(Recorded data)
-------------------------

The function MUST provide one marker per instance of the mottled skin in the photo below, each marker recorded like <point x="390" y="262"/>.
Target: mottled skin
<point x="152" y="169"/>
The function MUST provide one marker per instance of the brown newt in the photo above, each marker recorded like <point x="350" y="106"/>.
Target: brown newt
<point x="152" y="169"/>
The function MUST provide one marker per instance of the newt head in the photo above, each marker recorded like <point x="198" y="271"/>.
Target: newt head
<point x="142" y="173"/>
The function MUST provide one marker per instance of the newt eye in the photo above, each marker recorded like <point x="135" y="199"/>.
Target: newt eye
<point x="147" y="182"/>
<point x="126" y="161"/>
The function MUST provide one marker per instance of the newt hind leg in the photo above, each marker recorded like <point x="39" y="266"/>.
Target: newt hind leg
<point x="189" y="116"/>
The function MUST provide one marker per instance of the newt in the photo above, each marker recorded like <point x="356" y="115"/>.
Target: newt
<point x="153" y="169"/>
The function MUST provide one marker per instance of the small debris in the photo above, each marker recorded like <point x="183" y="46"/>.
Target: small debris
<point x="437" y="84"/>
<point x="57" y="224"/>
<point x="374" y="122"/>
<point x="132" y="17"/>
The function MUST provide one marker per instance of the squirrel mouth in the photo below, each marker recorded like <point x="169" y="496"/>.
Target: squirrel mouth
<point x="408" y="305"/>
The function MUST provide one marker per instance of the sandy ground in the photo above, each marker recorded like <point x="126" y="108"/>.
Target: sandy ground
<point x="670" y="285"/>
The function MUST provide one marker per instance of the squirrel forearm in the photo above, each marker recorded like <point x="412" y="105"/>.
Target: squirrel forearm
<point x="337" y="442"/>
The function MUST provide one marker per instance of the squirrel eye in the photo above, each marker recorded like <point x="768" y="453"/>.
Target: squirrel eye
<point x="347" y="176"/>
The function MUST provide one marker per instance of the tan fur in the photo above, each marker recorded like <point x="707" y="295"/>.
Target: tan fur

-------------------------

**Requirements:** Reproduce all of the records above word for word, changing nothing.

**Solution for this exercise:**
The function MUST provide one marker per instance of the mottled skin in the photo below, each marker recorded like <point x="390" y="262"/>.
Target: mottled skin
<point x="152" y="169"/>
The function MUST provide one marker per instance of the brown newt in the photo above, each marker recorded like <point x="350" y="106"/>.
Target: brown newt
<point x="152" y="169"/>
The function MUST provide one marker per instance of the newt head in the photo above, each marker recorded like <point x="198" y="271"/>.
Target: newt head
<point x="142" y="173"/>
The function MUST provide one marker per instance of the newt eye in the photo above, each marker recorded like <point x="135" y="199"/>.
Target: newt eye
<point x="147" y="182"/>
<point x="126" y="161"/>
The function MUST provide one marker per instance of the newt hind leg in the photo above, each marker recorded like <point x="39" y="266"/>.
Target: newt hind leg
<point x="189" y="116"/>
The function MUST provide one marker per instance of the newt in the photo above, each marker recorded like <point x="356" y="115"/>.
Target: newt
<point x="153" y="169"/>
The function MUST provide one marker per instance of the small debris in the photo above, each marker recorded like <point x="183" y="46"/>.
Target: small debris
<point x="437" y="84"/>
<point x="57" y="224"/>
<point x="374" y="122"/>
<point x="132" y="17"/>
The function MUST provide one marker per instance of the squirrel mouth in the photo below, each marker recorded like <point x="169" y="496"/>.
Target: squirrel mouth
<point x="408" y="305"/>
The function MUST provide one marker per instance of the sandy ground in the photo above, each marker recorded like <point x="126" y="108"/>.
Target: sandy ground
<point x="670" y="285"/>
The function MUST provide one marker per instance of the squirrel forearm in the photo above, each marker recorded like <point x="412" y="105"/>.
Target: squirrel forearm
<point x="337" y="442"/>
The function MUST provide one marker per instance of the squirrel eye in the photo above, each marker recorded like <point x="768" y="453"/>.
Target: squirrel eye
<point x="347" y="176"/>
The function MUST provide one marker per instance of the tan fur in the photo above, each marker recorded like <point x="707" y="295"/>.
Target: tan fur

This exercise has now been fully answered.